◆ **Work instructions**:
Look through the records below for the line with "Query: samsung logo" and the line with "the orange sky", then return those lines and all lines between, exactly.

◆ **Exercise materials**:

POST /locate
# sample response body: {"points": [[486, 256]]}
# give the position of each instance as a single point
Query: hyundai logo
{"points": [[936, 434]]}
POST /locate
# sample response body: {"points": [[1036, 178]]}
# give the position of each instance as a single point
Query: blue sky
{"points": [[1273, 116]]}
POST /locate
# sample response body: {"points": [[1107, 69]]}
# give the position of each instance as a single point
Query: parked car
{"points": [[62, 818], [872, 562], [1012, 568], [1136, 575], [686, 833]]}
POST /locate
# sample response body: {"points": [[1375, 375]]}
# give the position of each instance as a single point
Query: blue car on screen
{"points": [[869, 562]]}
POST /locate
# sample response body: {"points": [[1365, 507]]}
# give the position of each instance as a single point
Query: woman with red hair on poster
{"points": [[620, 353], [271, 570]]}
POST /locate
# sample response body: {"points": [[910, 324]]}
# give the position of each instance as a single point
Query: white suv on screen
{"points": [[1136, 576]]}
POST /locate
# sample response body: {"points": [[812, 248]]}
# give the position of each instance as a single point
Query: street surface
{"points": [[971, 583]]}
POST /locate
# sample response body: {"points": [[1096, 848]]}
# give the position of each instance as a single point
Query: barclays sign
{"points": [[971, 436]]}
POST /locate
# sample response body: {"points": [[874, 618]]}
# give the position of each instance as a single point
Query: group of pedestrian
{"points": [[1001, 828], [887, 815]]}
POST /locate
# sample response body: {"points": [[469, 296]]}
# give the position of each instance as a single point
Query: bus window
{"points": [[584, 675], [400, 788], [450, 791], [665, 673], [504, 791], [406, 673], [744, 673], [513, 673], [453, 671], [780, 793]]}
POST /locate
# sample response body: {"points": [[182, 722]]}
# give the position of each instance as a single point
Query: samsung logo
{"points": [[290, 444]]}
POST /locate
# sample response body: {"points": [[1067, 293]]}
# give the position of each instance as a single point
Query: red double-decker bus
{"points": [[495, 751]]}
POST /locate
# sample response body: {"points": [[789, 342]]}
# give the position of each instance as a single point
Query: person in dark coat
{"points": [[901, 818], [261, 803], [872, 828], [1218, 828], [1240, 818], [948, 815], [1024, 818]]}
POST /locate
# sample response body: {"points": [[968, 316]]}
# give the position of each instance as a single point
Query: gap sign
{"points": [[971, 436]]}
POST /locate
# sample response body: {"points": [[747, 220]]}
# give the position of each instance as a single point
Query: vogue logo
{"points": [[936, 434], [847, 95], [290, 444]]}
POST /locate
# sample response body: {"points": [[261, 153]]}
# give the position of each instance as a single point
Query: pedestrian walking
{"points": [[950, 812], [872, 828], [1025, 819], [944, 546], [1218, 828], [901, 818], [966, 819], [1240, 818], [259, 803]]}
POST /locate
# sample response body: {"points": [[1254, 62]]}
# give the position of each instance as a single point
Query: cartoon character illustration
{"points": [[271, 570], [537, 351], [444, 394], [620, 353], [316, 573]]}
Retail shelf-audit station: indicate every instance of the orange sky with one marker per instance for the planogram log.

==

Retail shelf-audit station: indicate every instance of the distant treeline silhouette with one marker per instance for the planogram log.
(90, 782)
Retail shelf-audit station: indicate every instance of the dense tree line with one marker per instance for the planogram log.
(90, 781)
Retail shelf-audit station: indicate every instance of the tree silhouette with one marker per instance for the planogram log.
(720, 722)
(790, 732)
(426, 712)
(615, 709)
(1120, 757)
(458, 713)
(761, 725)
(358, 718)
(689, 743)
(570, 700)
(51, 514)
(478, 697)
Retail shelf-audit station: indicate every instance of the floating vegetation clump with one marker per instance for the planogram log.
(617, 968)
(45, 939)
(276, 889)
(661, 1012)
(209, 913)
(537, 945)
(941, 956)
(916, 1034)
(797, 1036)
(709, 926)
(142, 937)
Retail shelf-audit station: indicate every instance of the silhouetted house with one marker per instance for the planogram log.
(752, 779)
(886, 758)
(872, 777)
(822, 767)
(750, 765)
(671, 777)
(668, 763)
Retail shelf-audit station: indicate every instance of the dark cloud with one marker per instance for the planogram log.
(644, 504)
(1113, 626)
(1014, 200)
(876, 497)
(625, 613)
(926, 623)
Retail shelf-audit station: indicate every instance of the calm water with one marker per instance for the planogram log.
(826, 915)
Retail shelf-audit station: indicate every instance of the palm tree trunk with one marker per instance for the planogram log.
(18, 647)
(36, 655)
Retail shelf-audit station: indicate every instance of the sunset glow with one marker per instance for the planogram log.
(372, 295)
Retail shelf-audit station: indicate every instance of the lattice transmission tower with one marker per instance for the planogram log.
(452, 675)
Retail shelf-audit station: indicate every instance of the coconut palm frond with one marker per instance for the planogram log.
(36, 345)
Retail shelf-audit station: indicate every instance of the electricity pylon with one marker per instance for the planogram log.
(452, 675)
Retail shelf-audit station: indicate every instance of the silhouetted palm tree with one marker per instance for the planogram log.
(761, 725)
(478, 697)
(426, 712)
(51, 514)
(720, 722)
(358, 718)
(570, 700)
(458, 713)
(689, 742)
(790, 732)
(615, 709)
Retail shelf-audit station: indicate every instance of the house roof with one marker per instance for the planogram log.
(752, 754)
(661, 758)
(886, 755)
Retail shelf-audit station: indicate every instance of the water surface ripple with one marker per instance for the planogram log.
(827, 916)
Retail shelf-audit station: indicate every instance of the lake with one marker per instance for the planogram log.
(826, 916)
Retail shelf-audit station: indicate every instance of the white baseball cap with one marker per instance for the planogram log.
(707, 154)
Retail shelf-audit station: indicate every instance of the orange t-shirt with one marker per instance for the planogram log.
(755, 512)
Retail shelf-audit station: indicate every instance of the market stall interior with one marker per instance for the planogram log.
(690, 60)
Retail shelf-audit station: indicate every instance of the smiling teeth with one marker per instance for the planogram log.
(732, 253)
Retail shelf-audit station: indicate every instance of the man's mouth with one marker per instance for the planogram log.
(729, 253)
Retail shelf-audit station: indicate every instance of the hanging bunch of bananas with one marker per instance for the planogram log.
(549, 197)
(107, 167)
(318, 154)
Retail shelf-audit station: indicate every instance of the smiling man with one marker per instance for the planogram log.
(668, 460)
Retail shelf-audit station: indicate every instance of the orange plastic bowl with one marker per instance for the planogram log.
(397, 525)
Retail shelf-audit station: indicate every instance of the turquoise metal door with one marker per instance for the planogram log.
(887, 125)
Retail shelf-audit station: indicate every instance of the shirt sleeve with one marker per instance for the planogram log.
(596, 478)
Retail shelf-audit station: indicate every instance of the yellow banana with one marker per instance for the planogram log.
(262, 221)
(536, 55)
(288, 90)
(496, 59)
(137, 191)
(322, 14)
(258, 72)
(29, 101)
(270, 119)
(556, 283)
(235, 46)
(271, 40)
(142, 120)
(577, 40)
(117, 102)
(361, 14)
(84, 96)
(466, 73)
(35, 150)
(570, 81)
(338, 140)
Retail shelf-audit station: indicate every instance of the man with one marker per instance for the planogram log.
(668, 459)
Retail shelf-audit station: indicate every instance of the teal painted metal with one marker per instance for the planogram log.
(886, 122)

==

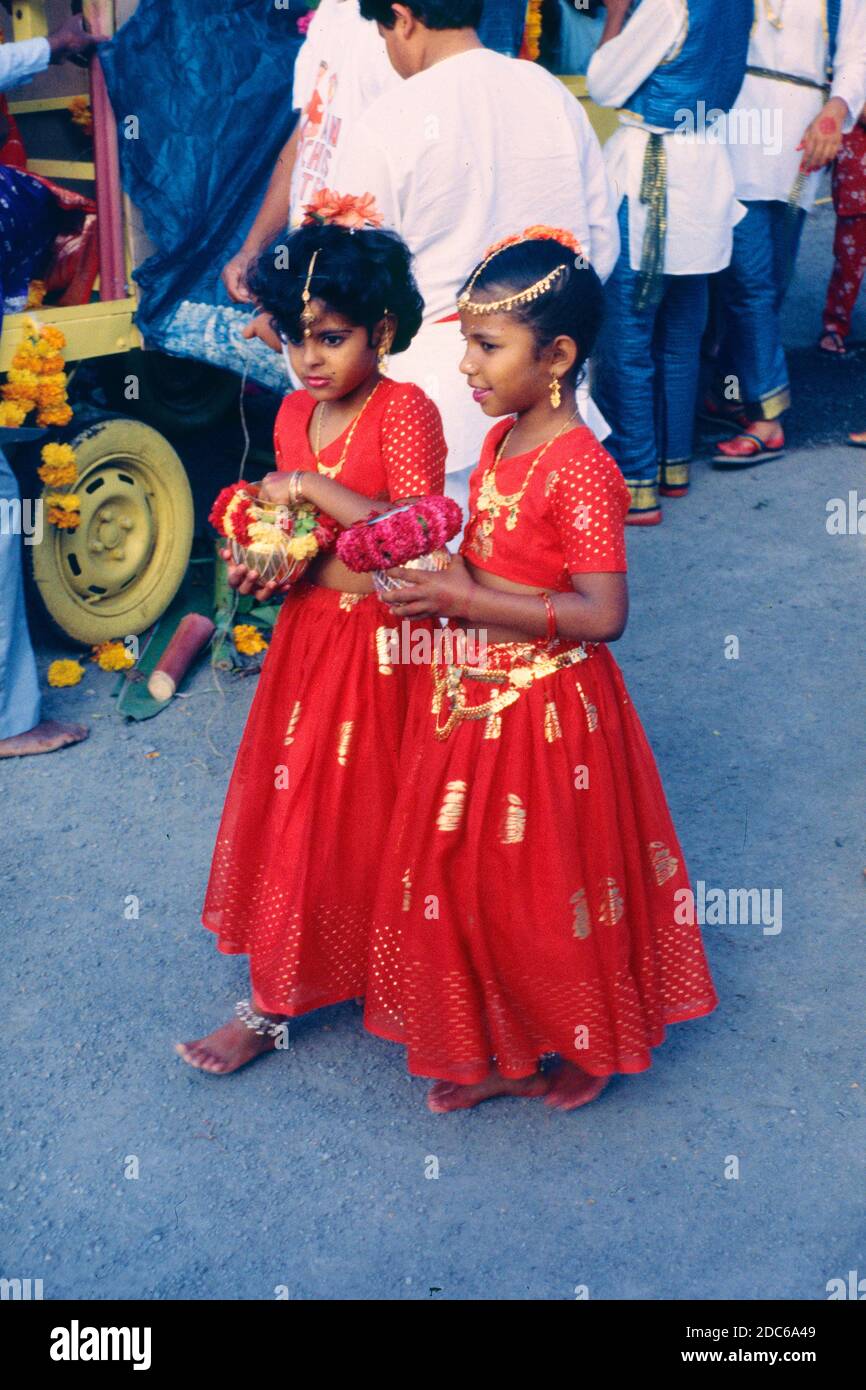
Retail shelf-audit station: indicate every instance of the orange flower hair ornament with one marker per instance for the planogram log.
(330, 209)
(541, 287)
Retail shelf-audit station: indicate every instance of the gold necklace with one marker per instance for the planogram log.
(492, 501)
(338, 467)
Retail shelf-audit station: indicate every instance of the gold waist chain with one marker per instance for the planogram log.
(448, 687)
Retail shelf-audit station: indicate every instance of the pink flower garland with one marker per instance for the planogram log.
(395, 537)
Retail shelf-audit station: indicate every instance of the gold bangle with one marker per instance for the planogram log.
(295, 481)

◆ **Finished task**:
Query: samsung logo
{"points": [[290, 444]]}
POST /locate
# sample response body: {"points": [[1067, 293]]}
# give the position of each instance as a single point
Query: red double-decker bus
{"points": [[495, 751]]}
POST /locate
# sample response body: {"points": [[789, 342]]}
# give the position of each instance as a single point
Query: person in dark coat
{"points": [[901, 818], [261, 803], [872, 828], [1218, 828], [1240, 818], [948, 815], [1024, 818]]}
POST /locate
# sample response body: {"points": [[968, 316]]}
# give the position of each instance as a single point
Query: gap sign
{"points": [[971, 436]]}
POST /locate
# sample response body: {"points": [[747, 220]]}
# give the position of each instance as a single point
Query: vogue logo
{"points": [[936, 434], [847, 95], [290, 444]]}
POST /locate
# sample response body: {"points": [[261, 153]]}
# give the position of each instance as a single point
Query: pedestrian walking
{"points": [[950, 812], [872, 828], [1025, 819], [944, 546], [1218, 828], [901, 818], [966, 819], [1240, 818], [259, 803]]}
POST /locate
# sample response body: {"points": [[1254, 62]]}
# give the position of each instance as a single point
Query: cartoon character illustration
{"points": [[271, 570], [537, 351], [444, 394], [620, 353], [316, 573]]}
Retail shelf-audit station: indicate every instance of the orange sky with one marker per instance for the planogram log.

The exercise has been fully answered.